■ Treść zadania:
Policz, w ilu wierszach poniższych rekordów pojawia się słowo „wall”. Podaj tylko liczbę.

■ Dane wejściowe:

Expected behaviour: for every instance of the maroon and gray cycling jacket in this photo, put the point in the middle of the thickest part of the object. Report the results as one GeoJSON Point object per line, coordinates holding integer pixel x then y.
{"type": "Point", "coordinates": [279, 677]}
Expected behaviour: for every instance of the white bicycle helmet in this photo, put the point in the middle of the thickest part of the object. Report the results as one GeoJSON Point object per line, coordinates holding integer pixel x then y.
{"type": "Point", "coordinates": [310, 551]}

* * *

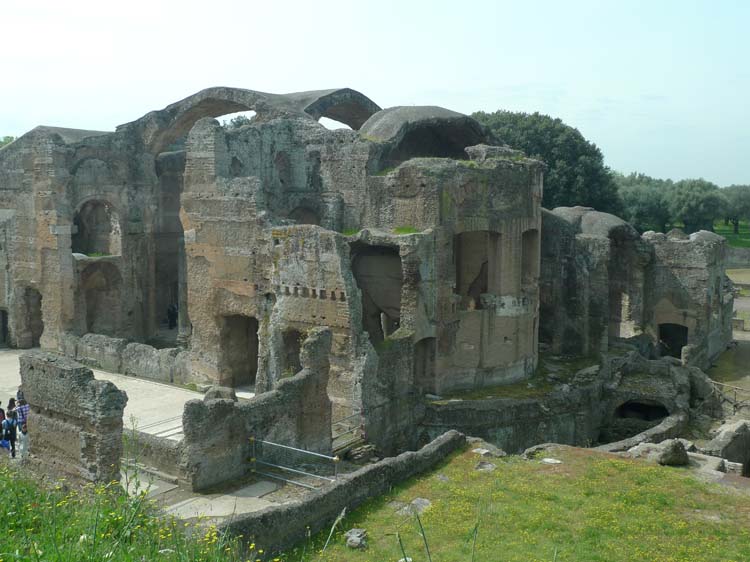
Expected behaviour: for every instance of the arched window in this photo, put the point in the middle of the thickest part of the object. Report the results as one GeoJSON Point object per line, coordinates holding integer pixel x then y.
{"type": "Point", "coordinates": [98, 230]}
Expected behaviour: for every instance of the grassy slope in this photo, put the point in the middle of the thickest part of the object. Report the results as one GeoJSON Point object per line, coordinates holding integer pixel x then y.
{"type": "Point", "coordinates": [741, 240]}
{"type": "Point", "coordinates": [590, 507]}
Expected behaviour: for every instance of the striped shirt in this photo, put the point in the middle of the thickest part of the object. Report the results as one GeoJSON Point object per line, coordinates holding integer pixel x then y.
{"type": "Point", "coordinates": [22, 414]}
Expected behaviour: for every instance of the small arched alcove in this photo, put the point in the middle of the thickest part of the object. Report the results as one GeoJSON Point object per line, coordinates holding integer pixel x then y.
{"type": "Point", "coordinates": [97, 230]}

...

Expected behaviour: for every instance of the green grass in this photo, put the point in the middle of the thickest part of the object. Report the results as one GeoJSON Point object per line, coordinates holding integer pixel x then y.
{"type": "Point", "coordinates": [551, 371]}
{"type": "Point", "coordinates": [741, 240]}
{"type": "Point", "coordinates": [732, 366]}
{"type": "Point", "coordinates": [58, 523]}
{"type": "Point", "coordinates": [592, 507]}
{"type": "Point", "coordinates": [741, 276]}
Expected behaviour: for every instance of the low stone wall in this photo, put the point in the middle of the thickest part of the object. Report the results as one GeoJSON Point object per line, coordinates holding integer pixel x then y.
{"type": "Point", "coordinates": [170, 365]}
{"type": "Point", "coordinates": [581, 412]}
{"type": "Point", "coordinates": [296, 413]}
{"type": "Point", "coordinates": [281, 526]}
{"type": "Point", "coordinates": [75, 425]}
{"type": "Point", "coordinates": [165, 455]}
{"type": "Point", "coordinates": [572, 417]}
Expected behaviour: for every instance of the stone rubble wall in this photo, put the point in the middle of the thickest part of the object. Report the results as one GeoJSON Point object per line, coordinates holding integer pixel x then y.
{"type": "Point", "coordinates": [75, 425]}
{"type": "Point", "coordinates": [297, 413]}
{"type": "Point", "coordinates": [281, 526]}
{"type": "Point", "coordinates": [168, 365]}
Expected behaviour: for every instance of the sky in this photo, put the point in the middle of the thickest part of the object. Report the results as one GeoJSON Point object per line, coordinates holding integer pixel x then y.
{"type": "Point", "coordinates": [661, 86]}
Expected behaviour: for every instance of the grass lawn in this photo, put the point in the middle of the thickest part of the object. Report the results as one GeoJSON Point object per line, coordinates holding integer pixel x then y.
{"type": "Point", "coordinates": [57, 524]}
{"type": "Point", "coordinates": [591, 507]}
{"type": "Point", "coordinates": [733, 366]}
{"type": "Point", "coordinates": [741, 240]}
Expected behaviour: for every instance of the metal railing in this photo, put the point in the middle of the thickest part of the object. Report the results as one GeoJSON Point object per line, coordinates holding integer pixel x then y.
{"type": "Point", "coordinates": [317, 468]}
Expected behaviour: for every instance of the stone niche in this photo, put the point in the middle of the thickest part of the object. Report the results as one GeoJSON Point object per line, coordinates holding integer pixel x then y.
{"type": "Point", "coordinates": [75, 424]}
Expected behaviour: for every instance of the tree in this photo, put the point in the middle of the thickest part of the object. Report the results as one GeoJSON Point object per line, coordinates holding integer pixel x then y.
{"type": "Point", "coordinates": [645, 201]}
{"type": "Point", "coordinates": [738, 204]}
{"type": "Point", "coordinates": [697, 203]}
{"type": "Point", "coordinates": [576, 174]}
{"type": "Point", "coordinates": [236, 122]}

■ Rozwiązanie:
2